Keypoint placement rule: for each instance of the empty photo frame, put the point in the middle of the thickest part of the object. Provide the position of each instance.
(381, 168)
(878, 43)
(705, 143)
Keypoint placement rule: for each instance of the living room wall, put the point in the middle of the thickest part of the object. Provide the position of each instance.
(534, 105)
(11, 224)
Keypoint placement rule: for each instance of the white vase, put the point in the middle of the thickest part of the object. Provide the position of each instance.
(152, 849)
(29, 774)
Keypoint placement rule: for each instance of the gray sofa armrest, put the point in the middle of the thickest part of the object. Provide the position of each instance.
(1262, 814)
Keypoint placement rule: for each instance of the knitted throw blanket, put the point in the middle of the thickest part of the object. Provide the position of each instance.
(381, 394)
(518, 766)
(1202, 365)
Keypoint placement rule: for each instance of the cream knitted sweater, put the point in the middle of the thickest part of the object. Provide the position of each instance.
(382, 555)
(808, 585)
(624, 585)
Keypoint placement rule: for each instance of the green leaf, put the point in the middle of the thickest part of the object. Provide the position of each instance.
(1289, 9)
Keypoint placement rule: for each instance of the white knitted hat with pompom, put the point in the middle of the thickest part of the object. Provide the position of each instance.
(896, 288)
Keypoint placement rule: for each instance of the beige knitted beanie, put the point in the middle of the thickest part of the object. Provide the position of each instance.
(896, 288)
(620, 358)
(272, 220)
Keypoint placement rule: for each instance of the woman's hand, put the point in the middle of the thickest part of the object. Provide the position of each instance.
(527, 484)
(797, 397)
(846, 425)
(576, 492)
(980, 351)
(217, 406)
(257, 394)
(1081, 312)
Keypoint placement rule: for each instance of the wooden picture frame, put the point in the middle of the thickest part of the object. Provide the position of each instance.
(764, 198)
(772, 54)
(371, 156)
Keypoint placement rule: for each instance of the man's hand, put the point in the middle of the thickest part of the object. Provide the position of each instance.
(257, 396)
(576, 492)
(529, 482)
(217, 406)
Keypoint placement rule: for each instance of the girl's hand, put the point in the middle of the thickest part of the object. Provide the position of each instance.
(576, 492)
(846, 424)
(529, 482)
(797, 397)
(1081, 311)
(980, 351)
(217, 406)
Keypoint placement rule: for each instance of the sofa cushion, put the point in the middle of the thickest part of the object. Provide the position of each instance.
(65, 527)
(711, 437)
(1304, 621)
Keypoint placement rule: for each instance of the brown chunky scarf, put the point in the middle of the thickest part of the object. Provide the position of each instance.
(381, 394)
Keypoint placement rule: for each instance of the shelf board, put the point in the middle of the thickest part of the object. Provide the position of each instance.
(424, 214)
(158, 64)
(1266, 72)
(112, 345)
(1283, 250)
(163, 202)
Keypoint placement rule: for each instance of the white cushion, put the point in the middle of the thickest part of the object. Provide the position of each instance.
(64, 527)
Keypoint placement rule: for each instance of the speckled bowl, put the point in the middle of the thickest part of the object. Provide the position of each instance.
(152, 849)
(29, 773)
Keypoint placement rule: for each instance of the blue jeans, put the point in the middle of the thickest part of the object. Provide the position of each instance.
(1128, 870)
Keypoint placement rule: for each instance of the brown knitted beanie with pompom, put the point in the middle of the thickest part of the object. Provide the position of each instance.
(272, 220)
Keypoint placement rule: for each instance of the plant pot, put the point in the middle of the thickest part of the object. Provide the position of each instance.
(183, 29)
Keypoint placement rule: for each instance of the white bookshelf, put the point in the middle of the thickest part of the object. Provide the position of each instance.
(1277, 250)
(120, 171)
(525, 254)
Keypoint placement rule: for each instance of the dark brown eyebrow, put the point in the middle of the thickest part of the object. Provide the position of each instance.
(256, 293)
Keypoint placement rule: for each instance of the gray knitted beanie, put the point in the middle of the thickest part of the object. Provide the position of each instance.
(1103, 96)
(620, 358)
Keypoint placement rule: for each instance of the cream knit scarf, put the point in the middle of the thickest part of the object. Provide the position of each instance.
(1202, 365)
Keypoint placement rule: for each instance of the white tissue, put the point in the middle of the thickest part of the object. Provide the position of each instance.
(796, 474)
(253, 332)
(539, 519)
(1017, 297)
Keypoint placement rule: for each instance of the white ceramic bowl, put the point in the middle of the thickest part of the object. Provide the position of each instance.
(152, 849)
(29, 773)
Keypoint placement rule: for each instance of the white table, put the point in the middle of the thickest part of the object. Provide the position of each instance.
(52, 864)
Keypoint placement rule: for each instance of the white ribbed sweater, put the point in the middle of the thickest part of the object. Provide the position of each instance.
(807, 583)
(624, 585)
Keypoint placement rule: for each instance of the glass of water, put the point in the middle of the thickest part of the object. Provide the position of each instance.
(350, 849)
───
- **Assignment**
Write out the listing exactly, keeping every character.

- **Solved problem**
Keypoint placement rule: for each instance of the empty photo frame, put the point in the middle of the thickest part of the object. Provide the position of each instance.
(381, 168)
(878, 43)
(705, 143)
Keypoint placement rule: for each instance of the living room wall, put the point in the middle of the thickest part of the object. Provide the position of each instance.
(534, 105)
(11, 224)
Keypoint placement rule: for each instance of the white vase, put the point in the middle of the thickest part of the object. Provide the position of each instance.
(152, 849)
(29, 774)
Keypoint placement rule: for each instance of the gray sofa armrest, put the point in the middle of the thickest part of the object. Provide the position of each instance.
(1262, 814)
Keypoint placement rule: for each instance of the knitted throw blanket, put the point in the middle of the thickest part of the object. Provide the position of each instance.
(381, 394)
(518, 766)
(1202, 365)
Keypoint placement rule: for each instance of the cream knitted sweater, put the point in the middle of the thickest part of the object. Provide the position of each instance.
(382, 555)
(808, 585)
(624, 585)
Keypoint placement rule: for each instance of the green leaf, put the point in the middle of the thickest part of the object. Provide the position of each instance.
(1289, 9)
Keypoint placement rule: for each instance of the white knitted hat with pompom, put the point in the middle of the thickest part of the object. Provide the position of each instance.
(896, 288)
Keypoint placement rule: for each instance of the beige knitted beanie, put the point in the middle of the thickest part of the object. Provide the position of each instance.
(896, 288)
(620, 358)
(272, 220)
Keypoint placement rule: for each instance of the woman's hand, put the point in the middle of the thickest part of the object. Provide the position of each instance.
(527, 484)
(797, 397)
(846, 425)
(576, 492)
(980, 351)
(217, 406)
(257, 394)
(1081, 312)
Keypoint placement rule: for each instance of the wooden picture frame, put the point in the middle of the thickest part of the object. Provide the position of each instance.
(764, 198)
(772, 54)
(371, 156)
Keypoint placement rule: for each instance of the man's hand, put the point in the middle of the thickest part of the object. Provide the position of each instance.
(257, 396)
(576, 492)
(529, 482)
(217, 406)
Keypoint placement rule: for each instance of the girl's hand, put the point in the middle of the thickest part of the object. Provide the position of each instance.
(576, 492)
(846, 424)
(529, 482)
(797, 397)
(1081, 311)
(980, 351)
(217, 406)
Keypoint placement rule: for each instance of the sofa cushion, put the point in the middle of the thickest part of the object. Provide the position of each instance.
(65, 527)
(711, 437)
(1304, 621)
Keypoint placement rule: for each instance of the brown chunky scarf, put the point in the middle of the thickest part of the object. Provide the position of each instance.
(381, 394)
Keypoint placement rule: for each instance of the shelf board, put the point in the middle of the thickest part of the object. Provide the position of each instance.
(424, 214)
(158, 64)
(1266, 72)
(112, 345)
(1283, 250)
(163, 202)
Keypoint placement rule: for each instance of the white cushion, put the point in the middle of the thickest part of the object. Provide the position of each instance.
(64, 527)
Keypoint placement rule: for each instance of the speckled bowl, put the point in the middle of the thickest part of the object. Provide the position of each instance.
(152, 849)
(29, 773)
Keypoint placement rule: for each instance of the blue jeans, put the point in the middle of the thickest part of the object. Provide the position of each instance.
(1128, 870)
Keypoint placement rule: for each instance of the brown knitted beanie with pompom, put the point in the middle of the thickest part of the object. Provide the position of each instance.
(272, 220)
Keypoint placement rule: for each instance of the plant pot, put the point in the middle of the thickest part of the object. Provide the position of each instance.
(183, 29)
Keypoint placement rule: for each instance of the white bookshelf, put the point in the middle of the thickest part of the object. Provide the position of each instance.
(1277, 250)
(120, 171)
(525, 254)
Keypoint placement rule: for each instance of the dark brown eyebrow, put the point in the middle of the thickest part of the object. Provide the position of each instance.
(256, 293)
Keypoint placement rule: for each instance of the gray knitted beanie, put the point in the middle of the thickest part of the object. Provide the position of each instance.
(1103, 96)
(620, 358)
Keypoint placement rule: for each instance of the cream knit scarf, put the point in the middle of the thickest part of the object. Provide the position of each instance.
(1202, 365)
Keypoint placement rule: for each instance of the white tissue, put the point in the middle of the thickest part of the object. Provide the position of each instance.
(796, 474)
(253, 332)
(539, 519)
(1017, 297)
Keypoint placement rule: for each instance of the white ceramic bowl, put the point in the middle of the thickest part of the object. Provide the position of each instance.
(152, 849)
(29, 773)
Keypoint placement rule: for each instance of the white table, put the point in the middle of the thickest part of the object. Provide the position of each instance.
(52, 864)
Keypoint placement rule: for each instance of the white ribbed sweater, put the point in the middle of the thickest part of the object. Provide the position of each instance.
(807, 583)
(624, 585)
Keypoint placement rule: for each instance of the glass of water, put the point in the middle of the thickest part of the object. Provide the position of each instance.
(350, 849)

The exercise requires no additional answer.